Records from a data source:
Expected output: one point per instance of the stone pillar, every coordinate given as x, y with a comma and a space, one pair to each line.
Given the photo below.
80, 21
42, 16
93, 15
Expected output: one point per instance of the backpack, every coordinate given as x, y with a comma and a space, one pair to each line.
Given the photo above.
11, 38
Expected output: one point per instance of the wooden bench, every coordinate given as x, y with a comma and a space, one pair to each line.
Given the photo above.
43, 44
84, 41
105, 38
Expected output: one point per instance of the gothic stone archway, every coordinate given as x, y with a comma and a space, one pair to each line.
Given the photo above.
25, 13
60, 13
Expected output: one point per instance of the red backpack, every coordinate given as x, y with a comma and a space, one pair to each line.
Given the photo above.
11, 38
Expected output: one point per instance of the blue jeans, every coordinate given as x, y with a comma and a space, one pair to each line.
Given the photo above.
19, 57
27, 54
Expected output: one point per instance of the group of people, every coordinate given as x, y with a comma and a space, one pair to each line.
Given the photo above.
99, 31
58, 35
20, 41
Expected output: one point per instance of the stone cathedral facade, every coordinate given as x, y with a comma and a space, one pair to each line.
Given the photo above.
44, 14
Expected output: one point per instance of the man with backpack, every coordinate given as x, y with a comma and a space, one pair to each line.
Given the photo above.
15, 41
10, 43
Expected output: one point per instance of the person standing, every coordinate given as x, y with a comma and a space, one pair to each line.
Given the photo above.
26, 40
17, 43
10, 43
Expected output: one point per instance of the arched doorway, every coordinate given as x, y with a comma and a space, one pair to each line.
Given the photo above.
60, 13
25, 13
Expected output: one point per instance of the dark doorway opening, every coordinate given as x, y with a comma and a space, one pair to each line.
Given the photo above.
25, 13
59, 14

- What needs to be done: Word for word, restate the entries from the first line to the line that has "Expected output: one point per instance of the backpack, every", both included, and nothing else.

- Solved problem:
Expected output: one point per instance of the stone pillar, every coordinate given as x, y with a comma and a space, one pair to each line.
Given the photo below.
80, 21
42, 16
93, 15
Expected output: one point per instance of the backpack, every coordinate given as x, y with a comma and a space, one pair to each line.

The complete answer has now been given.